» Exercise 1: Which lines of the rows below contain the string "chrome"? Report every such line in full, and treat case as significant.

» Selected passage:
* * * *
Homecoming of a heroine
After a 15-year restoration, Peter Draper takes his 90-year-old St Ives gig on a West Country pilgrimage to the beach where she was built
A restored Dunkirk Little Ship returns to the beach where she was built
What a feeling when those hours spent dreaming finally come to an end and that summer cruise becomes a reality! Caronia, my 40ft St Ives gig, turned 90 last year, and undertook a voyage many modern vessels would envy.
I’d bought her as a floating liveaboard boat and restored her over 15 years. In recognition of this work, she was awarded the great honour of becoming the National Historic Flagship (NHS) for the Solent and South region. As part of her duties, she would take part in maritime festivals along the South Coast. It was also an opportunity to take her back to Tolcarne beach in Cornwall, where her keel was first laid nine decades ago.
A well-restored and overhauled vessel is no less seaworthy than one a fraction of its age. After repairing the hull and decks, stepping the mast, rewiring, re-engining and fitting fuel tanks, there is no doubt that Caronia was my own. I knew what was under the cabin sole and behind the cabinets and had confidence in my work.
So I was actually ready, I had even selected a small plastic pot into which I intended gathering my little piece of the Newquay beach.
The first leg was from Chichester to the Yarmouth Old Gaffers, where we were to be awarded the NHS broad pennant. The run out through the Solent was by far one of the most pleasant days I have ever had at sea. My tide calculations were spot on and I arrived in Yarmouth on the Isle of Wight without incident.
The Old Gaffers festival was fantastic. The town was full of stalls and crowds enjoying the sunshine, and the prizegiving at the yacht club was an emotional event, which required a considerable amount of liquid stores!
With the first event under my belt and the first miles west logged I started planning the next passage. Unfortunately, after the brilliant sunshine came the inevitable wind and rain. My home port is the beautiful and classic setting of Birdham Pool, Chichester, part of the Trans Europe marina partnership. So I headed into the Hamble to find one of the half price moorings this network allows.
The passage is one of the most picturesque but the Hamble is not without hazards. There are hundreds of vessels moored mid-river and all along its shores and several marinas. Very near the top of the reach was my chosen marina where access can be tricky if you don’t have your wits about you.
Despite all my preparations for a single-handed arrival, I made two mistakes: I left it too late to sort out ropes and fenders and I relied on the chartplotter to guide me onto my allocated berth. A moment of confusion could so easily have gone wrong as I manoeuvred into pontoon D odds instead of evens. There was no free berth to nose on to and I had to turn round in limited space with the tide running in strongly.
I was tired after the festival weekend and the rough passage from Yarmouth and made a mental note in future to allow more lay-in time after a party.
While in harbour I got on with some writing and fiddled about with minor jobs on board. I gave the main engine an oil and filter change and watched the weather… for eight long miserable days! It was all I thought about. I was glad I had
my stores on board which saved me having to frequently walk up the long hill to the nearest shop, or spend the all the voyage funds in the bar and café.
* * * *
» Records for the exercise:

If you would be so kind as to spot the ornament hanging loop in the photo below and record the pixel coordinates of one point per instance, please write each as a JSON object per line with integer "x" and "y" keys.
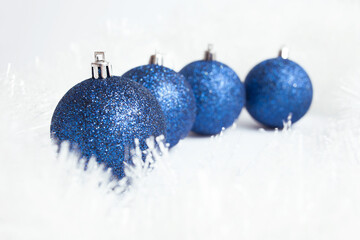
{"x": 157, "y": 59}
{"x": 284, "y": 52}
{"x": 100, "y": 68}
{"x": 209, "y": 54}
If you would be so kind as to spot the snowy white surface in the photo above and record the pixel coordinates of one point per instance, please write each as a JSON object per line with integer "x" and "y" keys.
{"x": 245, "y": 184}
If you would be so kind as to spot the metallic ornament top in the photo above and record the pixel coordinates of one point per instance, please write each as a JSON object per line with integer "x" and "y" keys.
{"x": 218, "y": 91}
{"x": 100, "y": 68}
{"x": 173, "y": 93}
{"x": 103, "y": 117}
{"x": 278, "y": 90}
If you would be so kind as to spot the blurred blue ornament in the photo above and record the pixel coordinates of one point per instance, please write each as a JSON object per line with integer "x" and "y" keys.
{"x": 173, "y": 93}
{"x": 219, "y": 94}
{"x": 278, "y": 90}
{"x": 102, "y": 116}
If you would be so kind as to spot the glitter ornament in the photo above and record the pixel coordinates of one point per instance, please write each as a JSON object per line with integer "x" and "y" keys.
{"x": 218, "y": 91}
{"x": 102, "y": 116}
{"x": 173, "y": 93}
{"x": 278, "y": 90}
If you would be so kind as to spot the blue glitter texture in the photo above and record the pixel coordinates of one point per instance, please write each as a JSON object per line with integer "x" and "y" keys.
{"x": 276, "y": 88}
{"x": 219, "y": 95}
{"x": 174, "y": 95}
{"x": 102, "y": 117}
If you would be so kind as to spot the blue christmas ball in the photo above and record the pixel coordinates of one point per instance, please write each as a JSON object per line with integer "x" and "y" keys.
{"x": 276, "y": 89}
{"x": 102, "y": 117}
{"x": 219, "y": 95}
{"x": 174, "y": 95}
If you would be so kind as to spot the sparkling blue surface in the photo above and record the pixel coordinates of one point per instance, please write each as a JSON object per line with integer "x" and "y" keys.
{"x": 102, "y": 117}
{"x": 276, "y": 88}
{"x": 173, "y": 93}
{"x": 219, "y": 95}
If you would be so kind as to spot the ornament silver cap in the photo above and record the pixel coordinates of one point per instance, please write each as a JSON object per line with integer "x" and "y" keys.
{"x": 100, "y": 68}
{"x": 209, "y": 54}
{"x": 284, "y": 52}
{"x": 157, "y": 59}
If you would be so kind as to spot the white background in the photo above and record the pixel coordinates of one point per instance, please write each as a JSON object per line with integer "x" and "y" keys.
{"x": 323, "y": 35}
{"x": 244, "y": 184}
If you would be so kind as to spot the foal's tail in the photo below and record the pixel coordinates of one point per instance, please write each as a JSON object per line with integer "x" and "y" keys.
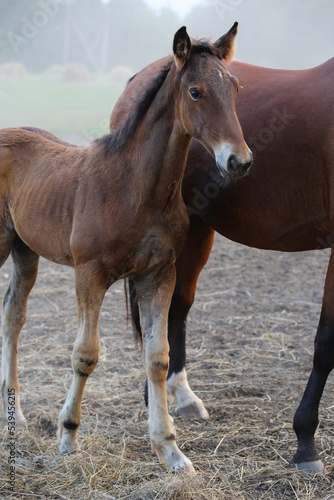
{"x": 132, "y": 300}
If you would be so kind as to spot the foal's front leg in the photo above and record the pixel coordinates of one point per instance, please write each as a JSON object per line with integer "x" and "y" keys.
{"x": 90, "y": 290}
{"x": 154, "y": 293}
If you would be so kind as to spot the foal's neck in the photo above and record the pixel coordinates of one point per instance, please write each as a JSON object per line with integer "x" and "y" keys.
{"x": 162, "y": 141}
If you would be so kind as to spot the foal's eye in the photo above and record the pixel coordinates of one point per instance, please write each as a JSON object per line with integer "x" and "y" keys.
* * * *
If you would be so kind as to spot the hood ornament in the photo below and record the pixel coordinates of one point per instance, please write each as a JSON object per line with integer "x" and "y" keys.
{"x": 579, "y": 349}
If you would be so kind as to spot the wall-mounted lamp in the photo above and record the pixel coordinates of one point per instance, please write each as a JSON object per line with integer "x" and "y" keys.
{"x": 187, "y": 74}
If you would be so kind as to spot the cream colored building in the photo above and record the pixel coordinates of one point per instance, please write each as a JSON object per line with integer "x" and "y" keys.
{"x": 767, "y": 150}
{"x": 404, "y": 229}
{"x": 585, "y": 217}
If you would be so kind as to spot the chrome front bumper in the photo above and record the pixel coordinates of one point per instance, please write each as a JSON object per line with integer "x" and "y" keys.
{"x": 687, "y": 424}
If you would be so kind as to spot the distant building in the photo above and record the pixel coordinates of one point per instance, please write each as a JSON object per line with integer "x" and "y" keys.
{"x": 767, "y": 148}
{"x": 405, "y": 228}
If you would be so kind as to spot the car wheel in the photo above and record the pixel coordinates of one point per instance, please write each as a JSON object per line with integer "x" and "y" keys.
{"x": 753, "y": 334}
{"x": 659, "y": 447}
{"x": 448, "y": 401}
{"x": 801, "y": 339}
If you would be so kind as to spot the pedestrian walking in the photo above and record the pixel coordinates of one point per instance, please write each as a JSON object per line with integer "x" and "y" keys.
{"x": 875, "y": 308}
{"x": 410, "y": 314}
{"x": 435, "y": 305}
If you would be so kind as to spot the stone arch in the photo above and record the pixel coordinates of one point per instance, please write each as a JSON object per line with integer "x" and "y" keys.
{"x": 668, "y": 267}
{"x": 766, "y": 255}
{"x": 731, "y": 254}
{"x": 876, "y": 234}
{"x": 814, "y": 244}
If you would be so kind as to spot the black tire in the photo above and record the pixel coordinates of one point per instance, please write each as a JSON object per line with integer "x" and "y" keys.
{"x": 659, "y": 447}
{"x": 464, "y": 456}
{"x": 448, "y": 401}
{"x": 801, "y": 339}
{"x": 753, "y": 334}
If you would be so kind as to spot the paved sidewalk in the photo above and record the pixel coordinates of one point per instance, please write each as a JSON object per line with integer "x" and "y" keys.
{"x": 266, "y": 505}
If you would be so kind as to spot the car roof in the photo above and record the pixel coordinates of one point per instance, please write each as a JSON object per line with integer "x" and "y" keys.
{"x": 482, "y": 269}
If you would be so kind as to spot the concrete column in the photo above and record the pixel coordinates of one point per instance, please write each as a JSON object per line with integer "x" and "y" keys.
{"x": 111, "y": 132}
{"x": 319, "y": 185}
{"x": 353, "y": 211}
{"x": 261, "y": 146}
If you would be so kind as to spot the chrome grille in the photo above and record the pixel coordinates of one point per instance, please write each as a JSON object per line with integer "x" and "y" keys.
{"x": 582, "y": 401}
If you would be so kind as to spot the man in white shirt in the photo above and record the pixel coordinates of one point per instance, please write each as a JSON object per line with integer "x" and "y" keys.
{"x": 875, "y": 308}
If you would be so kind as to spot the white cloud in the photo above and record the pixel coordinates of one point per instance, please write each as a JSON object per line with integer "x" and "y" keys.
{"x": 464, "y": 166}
* * * *
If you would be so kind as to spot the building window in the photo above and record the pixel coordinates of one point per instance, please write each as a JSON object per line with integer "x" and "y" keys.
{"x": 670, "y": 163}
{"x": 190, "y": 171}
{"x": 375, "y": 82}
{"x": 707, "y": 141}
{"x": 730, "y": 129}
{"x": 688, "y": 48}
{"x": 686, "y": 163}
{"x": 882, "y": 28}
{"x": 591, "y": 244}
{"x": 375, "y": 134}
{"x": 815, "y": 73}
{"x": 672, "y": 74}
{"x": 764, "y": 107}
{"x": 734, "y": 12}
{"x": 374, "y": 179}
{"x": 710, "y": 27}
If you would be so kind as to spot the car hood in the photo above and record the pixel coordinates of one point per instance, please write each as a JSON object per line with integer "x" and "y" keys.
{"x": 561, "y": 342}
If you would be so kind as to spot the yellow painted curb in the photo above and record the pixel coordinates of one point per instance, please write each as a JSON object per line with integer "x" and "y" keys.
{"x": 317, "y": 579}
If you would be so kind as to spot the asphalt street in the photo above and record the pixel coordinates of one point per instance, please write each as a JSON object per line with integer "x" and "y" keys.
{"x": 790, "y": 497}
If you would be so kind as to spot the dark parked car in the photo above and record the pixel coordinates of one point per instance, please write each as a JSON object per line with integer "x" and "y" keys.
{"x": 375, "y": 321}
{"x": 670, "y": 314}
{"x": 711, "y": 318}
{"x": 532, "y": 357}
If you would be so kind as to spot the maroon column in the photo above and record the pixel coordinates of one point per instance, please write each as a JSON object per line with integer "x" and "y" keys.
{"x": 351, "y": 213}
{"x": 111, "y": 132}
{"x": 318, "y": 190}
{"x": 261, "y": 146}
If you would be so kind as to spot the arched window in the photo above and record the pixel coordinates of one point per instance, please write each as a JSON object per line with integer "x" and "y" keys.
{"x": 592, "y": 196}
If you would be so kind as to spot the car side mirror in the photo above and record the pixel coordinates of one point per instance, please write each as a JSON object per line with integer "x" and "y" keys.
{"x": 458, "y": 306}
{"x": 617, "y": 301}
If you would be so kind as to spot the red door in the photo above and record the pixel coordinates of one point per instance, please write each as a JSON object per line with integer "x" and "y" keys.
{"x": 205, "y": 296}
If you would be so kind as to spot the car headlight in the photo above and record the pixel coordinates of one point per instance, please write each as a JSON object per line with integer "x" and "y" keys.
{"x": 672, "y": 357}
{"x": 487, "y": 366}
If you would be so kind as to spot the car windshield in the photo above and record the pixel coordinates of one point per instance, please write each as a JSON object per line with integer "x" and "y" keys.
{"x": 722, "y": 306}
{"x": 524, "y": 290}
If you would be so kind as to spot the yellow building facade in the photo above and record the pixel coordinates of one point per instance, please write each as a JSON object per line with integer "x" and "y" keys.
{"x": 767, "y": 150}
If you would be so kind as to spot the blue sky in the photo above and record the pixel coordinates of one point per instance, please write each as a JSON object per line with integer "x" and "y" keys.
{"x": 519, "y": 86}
* * * *
» Exercise 2: How might the article about Caronia's voyage go on? Write what comes next, starting after its last sentence.

» Written reply 1:
If you would be so kind as to spot the chrome front bumper in the photo above and record the pixel coordinates of one point per instance, please write each as a JSON object per line with integer "x" and "y" keys.
If you would be so kind as to spot the chrome grille in the photo above and record the pixel coordinates of one point per instance, please write each as a JSON object per line with integer "x" and "y" keys.

» Written reply 2:
Finally the Force 7s and 8s abated and I was off west again. The only problem was that the best day to leave was a Friday. Call me superstitious, but like many sailors I don’t like going to sea on a Friday. So late on the Thursday evening I took off the heavy mooring ropes I’d secured her with for the storm and put on the lighter throwing ropes. In effect, I’d ‘cast off’ on the Thursday. I’m sure half of PBO’s readers will advise me to talk to someone in a white coat, while the other half will nod and sagely understand my respect for the sea. I abide by a number of superstitious rituals – we are talking about the sea after all.
When I reached Weymouth I felt I was truly getting west. It was another perfect day at sea, although with a surprisingly rough patch round Anvil and St Alban’s point; nothing Caronia couldn’t handle.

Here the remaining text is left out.